» Work to complete:
Please report only how many lines in the rows below contain the string "dryer", matching case exactly.

----- Extracted information -----

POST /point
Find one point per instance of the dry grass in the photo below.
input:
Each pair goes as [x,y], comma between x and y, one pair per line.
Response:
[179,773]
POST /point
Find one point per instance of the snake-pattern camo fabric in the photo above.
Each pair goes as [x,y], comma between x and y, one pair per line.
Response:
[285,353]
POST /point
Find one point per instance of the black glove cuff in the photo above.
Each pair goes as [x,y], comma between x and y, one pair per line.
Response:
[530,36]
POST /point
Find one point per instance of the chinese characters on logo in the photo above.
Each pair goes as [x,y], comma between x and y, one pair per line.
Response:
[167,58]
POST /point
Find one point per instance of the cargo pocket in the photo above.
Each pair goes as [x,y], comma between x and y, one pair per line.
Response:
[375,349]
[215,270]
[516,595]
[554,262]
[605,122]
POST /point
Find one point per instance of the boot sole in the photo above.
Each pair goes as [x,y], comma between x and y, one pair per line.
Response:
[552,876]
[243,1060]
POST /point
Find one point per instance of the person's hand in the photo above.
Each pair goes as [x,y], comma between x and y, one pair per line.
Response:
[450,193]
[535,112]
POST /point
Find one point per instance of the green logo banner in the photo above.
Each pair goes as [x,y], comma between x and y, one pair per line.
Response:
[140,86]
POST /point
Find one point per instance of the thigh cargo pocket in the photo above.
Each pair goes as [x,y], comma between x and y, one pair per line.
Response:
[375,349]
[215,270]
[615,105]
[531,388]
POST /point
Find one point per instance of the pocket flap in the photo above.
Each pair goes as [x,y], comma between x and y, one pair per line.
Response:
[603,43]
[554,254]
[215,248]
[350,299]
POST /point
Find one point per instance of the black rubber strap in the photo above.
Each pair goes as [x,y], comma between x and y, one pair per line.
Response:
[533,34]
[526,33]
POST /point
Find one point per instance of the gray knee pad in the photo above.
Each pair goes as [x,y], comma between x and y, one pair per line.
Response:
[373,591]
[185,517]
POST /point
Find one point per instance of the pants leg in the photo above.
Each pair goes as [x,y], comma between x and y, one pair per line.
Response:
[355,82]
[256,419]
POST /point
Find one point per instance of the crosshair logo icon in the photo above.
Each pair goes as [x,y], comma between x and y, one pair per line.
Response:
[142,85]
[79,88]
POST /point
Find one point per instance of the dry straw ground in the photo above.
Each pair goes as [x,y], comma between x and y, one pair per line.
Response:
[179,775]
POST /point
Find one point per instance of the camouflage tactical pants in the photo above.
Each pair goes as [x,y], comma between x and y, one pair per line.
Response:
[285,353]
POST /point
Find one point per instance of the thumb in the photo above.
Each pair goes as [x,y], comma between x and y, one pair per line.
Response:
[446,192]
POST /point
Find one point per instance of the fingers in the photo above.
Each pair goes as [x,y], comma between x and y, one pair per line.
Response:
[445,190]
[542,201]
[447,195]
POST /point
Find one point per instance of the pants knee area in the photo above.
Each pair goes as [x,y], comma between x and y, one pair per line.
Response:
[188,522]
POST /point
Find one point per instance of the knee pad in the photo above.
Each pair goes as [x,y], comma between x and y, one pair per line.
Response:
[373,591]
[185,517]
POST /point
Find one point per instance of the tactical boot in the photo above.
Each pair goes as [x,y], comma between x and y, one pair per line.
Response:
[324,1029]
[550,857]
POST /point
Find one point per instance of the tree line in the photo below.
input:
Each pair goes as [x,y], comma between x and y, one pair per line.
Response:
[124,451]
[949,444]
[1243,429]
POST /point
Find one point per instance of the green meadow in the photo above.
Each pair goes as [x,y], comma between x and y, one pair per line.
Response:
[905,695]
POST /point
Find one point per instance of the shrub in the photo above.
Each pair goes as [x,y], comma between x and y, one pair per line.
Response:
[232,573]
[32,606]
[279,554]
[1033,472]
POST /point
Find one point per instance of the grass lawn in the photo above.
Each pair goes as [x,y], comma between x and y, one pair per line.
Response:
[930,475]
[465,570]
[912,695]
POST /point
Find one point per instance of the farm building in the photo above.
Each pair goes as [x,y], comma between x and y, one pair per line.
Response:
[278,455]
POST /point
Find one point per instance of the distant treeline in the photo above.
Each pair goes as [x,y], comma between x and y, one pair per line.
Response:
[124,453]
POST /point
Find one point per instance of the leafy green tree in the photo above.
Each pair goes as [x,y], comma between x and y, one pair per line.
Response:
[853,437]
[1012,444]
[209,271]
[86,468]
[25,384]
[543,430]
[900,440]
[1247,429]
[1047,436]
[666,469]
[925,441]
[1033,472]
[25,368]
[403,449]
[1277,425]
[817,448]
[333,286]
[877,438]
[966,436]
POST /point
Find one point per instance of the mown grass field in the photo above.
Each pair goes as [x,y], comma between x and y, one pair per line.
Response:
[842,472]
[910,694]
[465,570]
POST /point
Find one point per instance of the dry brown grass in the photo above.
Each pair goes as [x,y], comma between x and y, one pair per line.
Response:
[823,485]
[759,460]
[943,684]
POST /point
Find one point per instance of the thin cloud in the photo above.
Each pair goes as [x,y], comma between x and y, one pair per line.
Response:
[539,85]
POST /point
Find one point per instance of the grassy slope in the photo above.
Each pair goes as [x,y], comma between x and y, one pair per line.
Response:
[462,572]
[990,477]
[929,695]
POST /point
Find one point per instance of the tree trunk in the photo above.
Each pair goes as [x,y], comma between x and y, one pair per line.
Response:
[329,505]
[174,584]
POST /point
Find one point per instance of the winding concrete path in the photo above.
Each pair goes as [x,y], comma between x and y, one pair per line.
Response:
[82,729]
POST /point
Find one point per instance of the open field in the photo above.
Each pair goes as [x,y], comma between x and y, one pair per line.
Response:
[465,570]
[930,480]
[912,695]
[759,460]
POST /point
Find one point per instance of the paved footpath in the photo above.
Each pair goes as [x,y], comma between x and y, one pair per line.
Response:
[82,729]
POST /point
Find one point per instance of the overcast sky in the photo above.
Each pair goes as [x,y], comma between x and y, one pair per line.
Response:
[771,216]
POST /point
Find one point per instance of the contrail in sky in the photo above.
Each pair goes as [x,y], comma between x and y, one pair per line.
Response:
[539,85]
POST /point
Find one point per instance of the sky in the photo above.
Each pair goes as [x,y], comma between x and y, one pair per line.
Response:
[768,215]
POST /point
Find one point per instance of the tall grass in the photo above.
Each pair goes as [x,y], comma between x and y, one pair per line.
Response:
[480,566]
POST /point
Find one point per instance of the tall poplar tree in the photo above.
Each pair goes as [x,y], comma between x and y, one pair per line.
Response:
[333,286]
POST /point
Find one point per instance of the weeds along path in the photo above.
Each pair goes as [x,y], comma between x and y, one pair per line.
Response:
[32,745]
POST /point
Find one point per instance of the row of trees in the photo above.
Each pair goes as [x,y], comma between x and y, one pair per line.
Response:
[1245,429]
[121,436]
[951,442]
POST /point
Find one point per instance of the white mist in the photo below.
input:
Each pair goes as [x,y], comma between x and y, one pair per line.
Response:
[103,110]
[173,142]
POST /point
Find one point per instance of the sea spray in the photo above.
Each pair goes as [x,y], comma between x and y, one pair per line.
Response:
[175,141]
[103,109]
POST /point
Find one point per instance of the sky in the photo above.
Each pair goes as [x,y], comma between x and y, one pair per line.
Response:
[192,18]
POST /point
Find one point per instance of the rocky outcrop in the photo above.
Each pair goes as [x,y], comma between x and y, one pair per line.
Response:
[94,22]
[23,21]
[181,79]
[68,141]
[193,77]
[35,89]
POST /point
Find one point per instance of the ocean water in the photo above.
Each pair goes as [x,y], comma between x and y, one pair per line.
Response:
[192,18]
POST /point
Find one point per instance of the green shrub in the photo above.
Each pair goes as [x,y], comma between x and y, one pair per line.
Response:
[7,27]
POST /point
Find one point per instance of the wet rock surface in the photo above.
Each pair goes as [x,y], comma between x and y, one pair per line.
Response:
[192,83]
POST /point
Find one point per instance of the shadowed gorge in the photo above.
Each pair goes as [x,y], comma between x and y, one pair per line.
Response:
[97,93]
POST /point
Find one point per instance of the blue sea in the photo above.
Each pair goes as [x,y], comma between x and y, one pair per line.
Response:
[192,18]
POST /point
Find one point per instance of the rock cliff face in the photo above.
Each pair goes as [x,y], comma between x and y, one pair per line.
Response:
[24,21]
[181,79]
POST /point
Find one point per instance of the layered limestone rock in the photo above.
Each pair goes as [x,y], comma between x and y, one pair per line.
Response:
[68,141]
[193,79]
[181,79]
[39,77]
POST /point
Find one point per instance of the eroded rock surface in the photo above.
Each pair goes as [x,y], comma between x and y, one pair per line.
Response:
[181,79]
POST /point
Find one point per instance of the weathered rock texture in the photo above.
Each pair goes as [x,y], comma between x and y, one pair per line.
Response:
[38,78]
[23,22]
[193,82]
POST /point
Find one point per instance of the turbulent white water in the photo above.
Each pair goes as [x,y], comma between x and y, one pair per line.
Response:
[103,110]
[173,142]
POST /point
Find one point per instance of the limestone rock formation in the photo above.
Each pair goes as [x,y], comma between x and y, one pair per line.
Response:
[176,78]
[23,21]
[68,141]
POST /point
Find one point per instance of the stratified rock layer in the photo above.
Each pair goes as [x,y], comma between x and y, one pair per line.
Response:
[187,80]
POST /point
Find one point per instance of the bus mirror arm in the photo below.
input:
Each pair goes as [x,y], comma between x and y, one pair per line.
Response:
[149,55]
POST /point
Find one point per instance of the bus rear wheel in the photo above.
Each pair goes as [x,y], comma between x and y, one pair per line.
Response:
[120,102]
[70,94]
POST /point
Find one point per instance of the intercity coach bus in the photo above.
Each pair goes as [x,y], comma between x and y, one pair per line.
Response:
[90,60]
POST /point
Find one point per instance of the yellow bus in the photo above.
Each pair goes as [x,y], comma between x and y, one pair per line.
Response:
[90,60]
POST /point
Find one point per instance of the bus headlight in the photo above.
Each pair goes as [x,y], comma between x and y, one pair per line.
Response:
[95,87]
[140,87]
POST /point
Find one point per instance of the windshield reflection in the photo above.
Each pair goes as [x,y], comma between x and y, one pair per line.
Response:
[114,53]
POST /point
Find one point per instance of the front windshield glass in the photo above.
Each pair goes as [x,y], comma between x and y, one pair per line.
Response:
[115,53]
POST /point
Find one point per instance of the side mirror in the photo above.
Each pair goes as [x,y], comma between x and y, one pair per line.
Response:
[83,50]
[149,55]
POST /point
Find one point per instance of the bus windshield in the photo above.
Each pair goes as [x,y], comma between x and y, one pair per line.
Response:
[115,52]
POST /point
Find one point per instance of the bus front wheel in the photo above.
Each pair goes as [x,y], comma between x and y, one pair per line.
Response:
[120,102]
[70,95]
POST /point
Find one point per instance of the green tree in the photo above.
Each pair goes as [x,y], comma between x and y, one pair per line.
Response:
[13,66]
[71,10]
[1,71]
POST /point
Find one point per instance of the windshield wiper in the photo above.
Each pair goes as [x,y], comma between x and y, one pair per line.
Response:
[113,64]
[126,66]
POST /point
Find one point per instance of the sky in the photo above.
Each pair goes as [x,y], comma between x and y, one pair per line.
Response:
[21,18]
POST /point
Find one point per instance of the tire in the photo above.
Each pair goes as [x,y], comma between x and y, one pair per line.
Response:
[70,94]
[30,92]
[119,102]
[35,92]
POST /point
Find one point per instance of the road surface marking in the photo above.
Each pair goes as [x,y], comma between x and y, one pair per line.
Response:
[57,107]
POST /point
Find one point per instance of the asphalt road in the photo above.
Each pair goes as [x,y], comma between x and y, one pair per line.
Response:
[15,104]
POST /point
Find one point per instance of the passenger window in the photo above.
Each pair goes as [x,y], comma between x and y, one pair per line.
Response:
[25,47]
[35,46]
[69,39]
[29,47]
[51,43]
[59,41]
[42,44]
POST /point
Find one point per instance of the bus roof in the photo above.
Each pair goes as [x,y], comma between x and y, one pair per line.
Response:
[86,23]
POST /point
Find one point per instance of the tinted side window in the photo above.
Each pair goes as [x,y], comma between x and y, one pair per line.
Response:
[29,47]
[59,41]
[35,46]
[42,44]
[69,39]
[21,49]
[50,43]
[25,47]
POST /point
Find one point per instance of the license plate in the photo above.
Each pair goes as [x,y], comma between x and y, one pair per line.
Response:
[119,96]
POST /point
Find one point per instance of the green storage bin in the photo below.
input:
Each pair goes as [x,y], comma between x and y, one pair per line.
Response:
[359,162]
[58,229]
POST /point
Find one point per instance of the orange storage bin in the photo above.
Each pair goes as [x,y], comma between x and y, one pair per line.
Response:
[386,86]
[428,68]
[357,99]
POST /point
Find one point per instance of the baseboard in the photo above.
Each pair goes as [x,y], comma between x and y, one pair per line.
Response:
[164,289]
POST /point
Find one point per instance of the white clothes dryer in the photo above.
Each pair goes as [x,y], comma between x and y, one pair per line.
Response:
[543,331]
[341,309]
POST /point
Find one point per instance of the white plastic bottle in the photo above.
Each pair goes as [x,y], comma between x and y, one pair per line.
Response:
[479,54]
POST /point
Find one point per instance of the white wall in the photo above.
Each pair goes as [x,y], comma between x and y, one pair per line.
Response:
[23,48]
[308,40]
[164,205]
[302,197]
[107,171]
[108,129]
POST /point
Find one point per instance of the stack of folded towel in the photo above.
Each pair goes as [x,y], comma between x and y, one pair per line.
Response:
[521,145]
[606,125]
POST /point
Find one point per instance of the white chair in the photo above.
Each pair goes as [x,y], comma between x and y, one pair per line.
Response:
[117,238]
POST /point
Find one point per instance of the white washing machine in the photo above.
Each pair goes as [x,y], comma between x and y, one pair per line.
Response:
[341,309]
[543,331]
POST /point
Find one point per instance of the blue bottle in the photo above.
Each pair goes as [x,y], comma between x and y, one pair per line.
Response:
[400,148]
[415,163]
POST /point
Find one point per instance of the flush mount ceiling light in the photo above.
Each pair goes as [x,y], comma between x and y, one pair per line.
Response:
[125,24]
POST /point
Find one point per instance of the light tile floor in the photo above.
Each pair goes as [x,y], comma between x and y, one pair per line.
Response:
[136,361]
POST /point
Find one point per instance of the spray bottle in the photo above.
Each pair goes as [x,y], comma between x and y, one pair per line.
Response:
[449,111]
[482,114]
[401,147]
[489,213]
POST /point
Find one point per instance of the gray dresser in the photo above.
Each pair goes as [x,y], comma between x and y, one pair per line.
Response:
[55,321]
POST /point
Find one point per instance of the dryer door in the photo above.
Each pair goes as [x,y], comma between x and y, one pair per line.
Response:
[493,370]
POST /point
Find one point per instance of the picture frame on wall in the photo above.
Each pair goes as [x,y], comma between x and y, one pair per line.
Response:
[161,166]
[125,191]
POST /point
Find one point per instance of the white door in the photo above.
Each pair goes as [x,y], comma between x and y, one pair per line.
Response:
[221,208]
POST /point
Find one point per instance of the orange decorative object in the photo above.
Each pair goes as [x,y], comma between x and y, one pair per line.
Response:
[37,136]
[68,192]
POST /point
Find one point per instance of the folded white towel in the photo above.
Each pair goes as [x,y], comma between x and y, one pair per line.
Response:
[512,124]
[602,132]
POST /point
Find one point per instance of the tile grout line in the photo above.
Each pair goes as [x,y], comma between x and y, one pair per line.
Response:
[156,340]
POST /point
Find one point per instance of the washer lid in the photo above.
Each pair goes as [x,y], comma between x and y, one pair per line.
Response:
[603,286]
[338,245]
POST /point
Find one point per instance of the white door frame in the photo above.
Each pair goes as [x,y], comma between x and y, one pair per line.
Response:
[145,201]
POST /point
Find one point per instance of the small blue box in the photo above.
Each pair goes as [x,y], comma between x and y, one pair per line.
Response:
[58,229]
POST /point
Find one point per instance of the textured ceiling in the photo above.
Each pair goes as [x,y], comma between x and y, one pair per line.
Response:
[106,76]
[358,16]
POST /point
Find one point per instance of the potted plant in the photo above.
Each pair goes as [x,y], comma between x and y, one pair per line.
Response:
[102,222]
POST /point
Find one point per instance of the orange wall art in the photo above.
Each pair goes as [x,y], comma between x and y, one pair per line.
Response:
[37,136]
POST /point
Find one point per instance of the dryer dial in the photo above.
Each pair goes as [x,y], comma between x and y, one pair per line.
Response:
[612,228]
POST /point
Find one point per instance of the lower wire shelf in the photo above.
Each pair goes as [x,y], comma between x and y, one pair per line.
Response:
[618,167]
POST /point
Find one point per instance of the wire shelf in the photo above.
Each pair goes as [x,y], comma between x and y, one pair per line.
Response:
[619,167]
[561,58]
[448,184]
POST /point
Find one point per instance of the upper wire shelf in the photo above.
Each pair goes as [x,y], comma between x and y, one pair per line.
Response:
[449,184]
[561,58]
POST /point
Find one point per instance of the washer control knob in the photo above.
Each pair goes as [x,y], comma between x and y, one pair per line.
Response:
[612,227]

-----

» Result for this task:
3